§ Given problem
Copy out the records below, changing every "query" to "search term" and keeping everything else the same.

§ Exercise data
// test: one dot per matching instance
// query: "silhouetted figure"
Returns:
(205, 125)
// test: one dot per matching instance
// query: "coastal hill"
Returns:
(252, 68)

§ Solution to the exercise
// test: one dot per matching instance
// search term: "silhouetted figure"
Returns:
(205, 125)
// test: one dot per matching instance
// search term: "coastal hill"
Returns:
(252, 68)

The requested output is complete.